WORK ITEM A>
Answer these questions from the Y: The Last Man passage, marking each answer (i), (ii) or (iii) to match its question.
(i) Who developed the 2021 television adaptation?
(ii) What auction price have high-grade CGC 9.8 copies of issue #1 crossed?
(iii) In which issue does Dr. Allison Mann first appear?
WORK ITEM B>
Pick up the Y: The Last Man passage after its final sentence and continue writing it.

PROVIDED PASSAGE>
The book’s central mystery (the cause of the gendercide) is gradually narrowed but never fully resolved. The deliberate refusal to commit to a single explanation is a signature Vaughan storytelling choice; the meaning of the event is treated as less important than its consequences for the characters who survive it.

Adaptations

Y: The Last Man (FX on Hulu, 2021) developed by Eliza Clark adapted the comics for television. Ben Schnetzer plays Yorick across the show’s single season (ten episodes). The series was well-received critically but cancelled after one season; the cancellation was widely treated as a missed opportunity rather than a creative failure. The show preserved the comics’ tonal register and central character framework.

Collector context

Y: The Last Man #1 is the Vertigo key. High-grade CGC 9.8 copies have crossed $200 at auction.

Secondary keys: Y: The Last Man #2 (first Dr. Allison Mann). Y: The Last Man #60 (series finale). Brian K. Vaughan’s broader bibliography (Saga, Ex Machina, Paper Girls) keeps Vaughan-collector demand strong on Y key issues.

Key subsequent appearances

After the debut, these are the issues collectors and historians reach for next.

  1. 2002

    Y: The Last Man #1

    First appearance and first cover. First Agent 355.

  2. 2002

    Y: The Last Man #2

    First Dr. Mann

    Brian K. Vaughan and Pia Guerra. First appearance of Dr. Allison Mann, the geneticist who joins Yorick's traveling group. Completes the central trio.

  3. 2008

    Y: The Last Man #60

    Series Finale

    Brian K. Vaughan and Pia Guerra. Final issue of the planned 60-issue arc. The series concludes with a deliberate, time-jumped epilogue. Widely regarded as one of the better-planned creator-owned endings in Vertigo history.

In adaptations

Film, TV, animation, and game appearances.

  1. 2021

    Y: The Last Man

    TV

    Starring:Ben Schnetzer

    FX on Hulu series. Eliza Clark (showrunner). Schnetzer plays Yorick. The series ran one season (ten episodes) before cancellation. The cancellation was widely treated as a missed opportunity rather than a creative failure; the season was well-received critically.

DATASET CONTENT>
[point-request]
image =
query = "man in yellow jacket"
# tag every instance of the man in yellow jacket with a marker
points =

...

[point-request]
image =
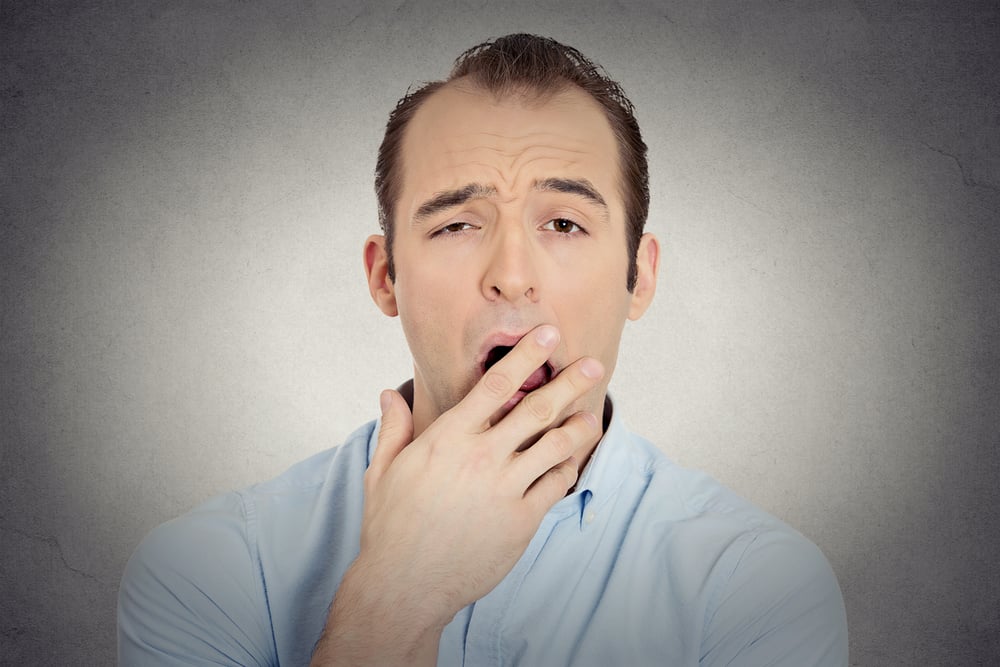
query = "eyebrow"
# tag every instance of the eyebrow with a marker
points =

TASK ANSWER A>
(i) Eliza Clark
(ii) $200
(iii) Y: The Last Man #2

TASK ANSWER B>
Frequently asked questions

The questions readers and collectors ask most.

What is Yorick Brown's first appearance?

Yorick Brown's first appearance is Y: The Last Man #1 (September 2002), created by Brian K. Vaughan (writer) and Pia Guerra (artist). The issue is both his first appearance and first cover. José Marzán Jr. inks; J.G. Jones provides the cover. The book opens with the simultaneous death of every mammal possessing a Y chromosome on Earth except Yorick and his pet capuchin monkey Ampersand.

Is Y: The Last Man #1 valuable?

Yes. Y: The Last Man #1 is a Vertigo key with strong creator-owned narrative weight. High-grade copies (CGC 9.8) have crossed $200 at auction. The book's value tracks with the FX adaptation (2021) and Brian K. Vaughan's continued visibility through Saga and other creator-owned ongoings.

What killed everyone with a Y chromosome?

Unrevealed for most of the series. Y: The Last Man's central mystery is the cause of the simultaneous-gendercide event. The series gradually narrows the explanation across 60 issues without ever fully resolving it: candidates include a curse on a mystical artifact, a biological weapon, ecological collapse, mystical retribution, and accidental side-effect. The deliberate refusal to commit to a single explanation is a signature Vaughan storytelling choice; the meaning of the event is treated as less important than its consequences.

Why is the book called Y?

Multiple reasons. Y is the chromosome that distinguishes Yorick (and Ampersand) as the surviving mammals. Y is also the question Yorick spends 60 issues asking: why did this happen, why did he survive, why did the world change in the ways it did. The single-letter title is one of the cleanest Vertigo branding choices of the 2000s.

Did Y: The Last Man have a planned ending?

Yes. Brian K. Vaughan and Pia Guerra planned the 60-issue arc deliberately. The final issue (Y: The Last Man #60, April 2008) resolves all major narrative threads through a substantial time-jumped epilogue. The series's conclusion is widely regarded as one of the better-planned creator-owned endings in Vertigo history. Many creator-owned ongoings of the era ended abruptly when commercial conditions changed; Y reached its planned conclusion intact.